§ **What is being asked**: Lines before the one containing "of the slate" are left out; copy that line and every later line through the end of the data exactly.

Dataset items:
+ + + + + + +

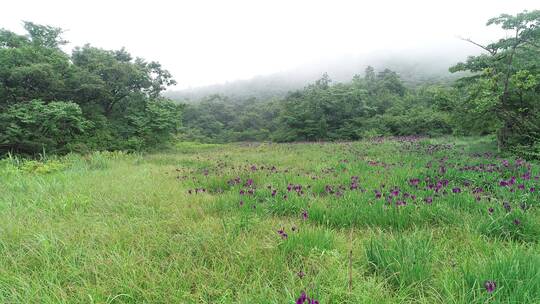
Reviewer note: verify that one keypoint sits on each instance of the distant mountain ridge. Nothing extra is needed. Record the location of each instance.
(415, 68)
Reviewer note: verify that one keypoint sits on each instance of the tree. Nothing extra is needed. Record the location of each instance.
(505, 82)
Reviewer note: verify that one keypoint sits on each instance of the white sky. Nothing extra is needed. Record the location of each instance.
(204, 42)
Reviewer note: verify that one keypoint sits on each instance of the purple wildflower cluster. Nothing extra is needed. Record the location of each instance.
(304, 299)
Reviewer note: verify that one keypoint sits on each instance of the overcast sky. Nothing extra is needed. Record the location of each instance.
(205, 42)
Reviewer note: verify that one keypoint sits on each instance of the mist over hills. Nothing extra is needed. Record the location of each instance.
(415, 67)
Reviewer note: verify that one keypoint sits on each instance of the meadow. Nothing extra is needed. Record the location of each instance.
(386, 220)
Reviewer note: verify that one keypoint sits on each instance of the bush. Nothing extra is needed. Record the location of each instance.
(35, 126)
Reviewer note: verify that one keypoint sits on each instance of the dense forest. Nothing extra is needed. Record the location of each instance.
(96, 99)
(497, 94)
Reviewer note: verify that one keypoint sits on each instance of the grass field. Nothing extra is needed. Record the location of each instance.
(403, 220)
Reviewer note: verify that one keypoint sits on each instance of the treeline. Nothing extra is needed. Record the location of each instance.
(96, 99)
(373, 104)
(499, 95)
(92, 99)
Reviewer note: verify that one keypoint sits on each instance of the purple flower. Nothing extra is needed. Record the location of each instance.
(414, 182)
(490, 286)
(302, 299)
(282, 233)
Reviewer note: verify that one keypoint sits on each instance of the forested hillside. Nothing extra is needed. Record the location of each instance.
(495, 92)
(96, 99)
(91, 99)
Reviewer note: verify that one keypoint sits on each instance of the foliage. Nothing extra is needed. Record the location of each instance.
(505, 85)
(93, 99)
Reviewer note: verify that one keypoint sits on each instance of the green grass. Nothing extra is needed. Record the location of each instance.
(123, 228)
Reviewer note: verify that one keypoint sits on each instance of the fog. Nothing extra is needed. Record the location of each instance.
(209, 42)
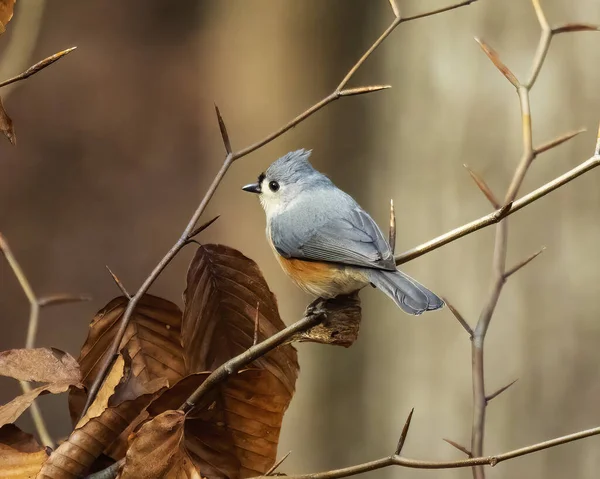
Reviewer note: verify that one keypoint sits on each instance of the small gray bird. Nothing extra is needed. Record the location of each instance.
(325, 241)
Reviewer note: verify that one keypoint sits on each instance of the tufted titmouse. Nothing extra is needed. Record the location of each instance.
(325, 241)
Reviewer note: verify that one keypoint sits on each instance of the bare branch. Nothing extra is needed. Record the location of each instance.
(120, 285)
(223, 129)
(277, 464)
(482, 185)
(228, 161)
(57, 299)
(462, 449)
(395, 8)
(575, 27)
(495, 58)
(523, 263)
(392, 233)
(492, 218)
(558, 141)
(489, 397)
(396, 460)
(404, 433)
(34, 312)
(32, 70)
(460, 318)
(256, 324)
(202, 227)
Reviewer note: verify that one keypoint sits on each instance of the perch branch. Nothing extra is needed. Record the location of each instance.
(229, 159)
(34, 312)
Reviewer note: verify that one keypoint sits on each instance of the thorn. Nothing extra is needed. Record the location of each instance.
(202, 227)
(277, 464)
(363, 89)
(460, 319)
(395, 8)
(392, 234)
(502, 212)
(32, 70)
(500, 391)
(558, 141)
(575, 27)
(493, 56)
(223, 129)
(482, 185)
(459, 447)
(255, 342)
(57, 299)
(118, 283)
(523, 263)
(404, 433)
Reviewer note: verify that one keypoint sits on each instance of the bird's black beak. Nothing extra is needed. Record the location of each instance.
(252, 188)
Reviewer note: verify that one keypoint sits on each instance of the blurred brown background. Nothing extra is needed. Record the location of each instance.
(117, 143)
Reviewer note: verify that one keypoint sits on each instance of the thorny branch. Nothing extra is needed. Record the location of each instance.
(35, 304)
(397, 460)
(231, 156)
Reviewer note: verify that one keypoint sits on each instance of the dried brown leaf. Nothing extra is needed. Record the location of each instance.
(41, 364)
(152, 340)
(21, 457)
(11, 411)
(242, 424)
(6, 125)
(158, 451)
(120, 401)
(6, 13)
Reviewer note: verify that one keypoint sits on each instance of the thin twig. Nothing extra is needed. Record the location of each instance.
(400, 461)
(489, 397)
(404, 433)
(274, 467)
(525, 262)
(392, 233)
(229, 159)
(256, 324)
(34, 312)
(492, 218)
(118, 282)
(458, 446)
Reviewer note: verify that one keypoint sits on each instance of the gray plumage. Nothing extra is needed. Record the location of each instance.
(309, 218)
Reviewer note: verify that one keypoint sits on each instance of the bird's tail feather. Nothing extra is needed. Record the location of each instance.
(408, 294)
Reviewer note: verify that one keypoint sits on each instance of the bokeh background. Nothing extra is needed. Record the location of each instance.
(118, 142)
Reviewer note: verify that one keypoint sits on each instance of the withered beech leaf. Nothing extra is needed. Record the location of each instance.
(21, 457)
(158, 451)
(6, 125)
(11, 411)
(6, 12)
(119, 403)
(236, 434)
(223, 290)
(41, 364)
(152, 340)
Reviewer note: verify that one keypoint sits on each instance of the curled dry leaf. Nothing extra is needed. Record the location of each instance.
(239, 431)
(6, 12)
(41, 364)
(158, 451)
(21, 457)
(119, 402)
(152, 340)
(11, 411)
(6, 125)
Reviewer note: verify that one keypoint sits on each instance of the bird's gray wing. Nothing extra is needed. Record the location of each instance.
(343, 234)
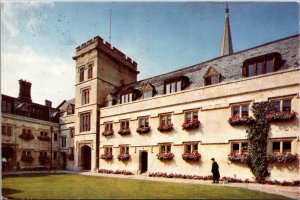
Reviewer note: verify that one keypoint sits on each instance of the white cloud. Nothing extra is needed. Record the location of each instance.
(51, 78)
(11, 15)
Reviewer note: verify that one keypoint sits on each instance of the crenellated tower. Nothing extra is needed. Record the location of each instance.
(100, 69)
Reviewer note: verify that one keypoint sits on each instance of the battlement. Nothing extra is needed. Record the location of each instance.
(98, 43)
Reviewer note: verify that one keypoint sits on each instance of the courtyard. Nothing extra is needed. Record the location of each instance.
(74, 186)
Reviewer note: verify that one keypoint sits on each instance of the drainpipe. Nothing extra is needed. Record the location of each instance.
(51, 132)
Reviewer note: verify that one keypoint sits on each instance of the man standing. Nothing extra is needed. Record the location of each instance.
(215, 171)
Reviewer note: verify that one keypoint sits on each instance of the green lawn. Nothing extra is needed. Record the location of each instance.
(60, 186)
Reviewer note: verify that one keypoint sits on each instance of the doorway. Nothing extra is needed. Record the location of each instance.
(86, 153)
(143, 161)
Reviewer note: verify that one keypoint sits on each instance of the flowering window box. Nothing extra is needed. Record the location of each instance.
(108, 133)
(123, 157)
(27, 136)
(71, 156)
(165, 128)
(282, 157)
(142, 130)
(125, 131)
(236, 157)
(276, 116)
(44, 160)
(27, 158)
(165, 156)
(191, 124)
(44, 138)
(107, 156)
(237, 120)
(194, 156)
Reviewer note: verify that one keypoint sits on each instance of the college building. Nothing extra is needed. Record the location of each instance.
(176, 122)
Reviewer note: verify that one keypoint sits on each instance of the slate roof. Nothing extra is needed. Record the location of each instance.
(229, 66)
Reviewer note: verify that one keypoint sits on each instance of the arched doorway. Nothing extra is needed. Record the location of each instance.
(9, 154)
(86, 153)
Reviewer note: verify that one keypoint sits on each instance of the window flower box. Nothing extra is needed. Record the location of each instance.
(165, 128)
(125, 131)
(26, 136)
(107, 156)
(194, 156)
(108, 133)
(282, 157)
(191, 124)
(143, 130)
(70, 156)
(236, 157)
(237, 120)
(27, 158)
(165, 156)
(44, 160)
(44, 138)
(123, 157)
(275, 116)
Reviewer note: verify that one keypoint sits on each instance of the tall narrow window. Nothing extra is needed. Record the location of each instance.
(85, 121)
(90, 71)
(81, 74)
(85, 96)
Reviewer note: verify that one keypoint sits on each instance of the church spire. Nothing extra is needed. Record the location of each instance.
(226, 48)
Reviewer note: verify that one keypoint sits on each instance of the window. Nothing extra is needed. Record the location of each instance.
(124, 149)
(63, 142)
(108, 126)
(81, 74)
(282, 146)
(108, 150)
(240, 110)
(147, 94)
(43, 154)
(282, 105)
(261, 65)
(191, 116)
(42, 133)
(26, 153)
(126, 98)
(143, 122)
(165, 148)
(190, 147)
(72, 131)
(239, 147)
(85, 96)
(6, 130)
(165, 120)
(70, 109)
(90, 71)
(85, 121)
(124, 124)
(54, 155)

+ + + + + + +

§ **Result for this exercise**:
Reviewer note: verify that one keypoint sits on each instance of the slate roof. Nothing extra is needed. Record the location of each instance.
(229, 66)
Reviewer note: verify that one keypoint sits on each instance of the arched doorway. Nothing extra is needed. Record the location of each instance.
(9, 154)
(86, 153)
Reviewer note: verify that one keypoint sits on each instance of the window flower box. Nothing extra is needed. Record the location of each instance.
(165, 128)
(125, 131)
(26, 136)
(107, 156)
(194, 156)
(108, 133)
(282, 157)
(191, 124)
(143, 130)
(70, 156)
(236, 157)
(237, 120)
(27, 158)
(165, 156)
(44, 160)
(44, 138)
(123, 157)
(275, 116)
Reviewer note: verify that one keypoint sits on each instance of the tall narrow window. Nothing extra is needed. Record the location of each instance.
(85, 121)
(90, 71)
(81, 74)
(85, 96)
Reviewer note: verify that one keypoint sits on each instance of the church spire. Nothing extra is needed. Record the location of each instance.
(226, 48)
Reviewer note: verify that one keypoint sits on each instance of the window. Nothing extra is needed. Record the location of each instance.
(124, 149)
(63, 142)
(108, 126)
(81, 74)
(282, 146)
(108, 150)
(240, 110)
(147, 94)
(43, 154)
(282, 105)
(261, 65)
(191, 116)
(42, 133)
(26, 153)
(126, 98)
(143, 122)
(165, 148)
(190, 147)
(72, 131)
(239, 147)
(85, 96)
(6, 130)
(165, 120)
(70, 109)
(90, 71)
(85, 121)
(124, 124)
(54, 155)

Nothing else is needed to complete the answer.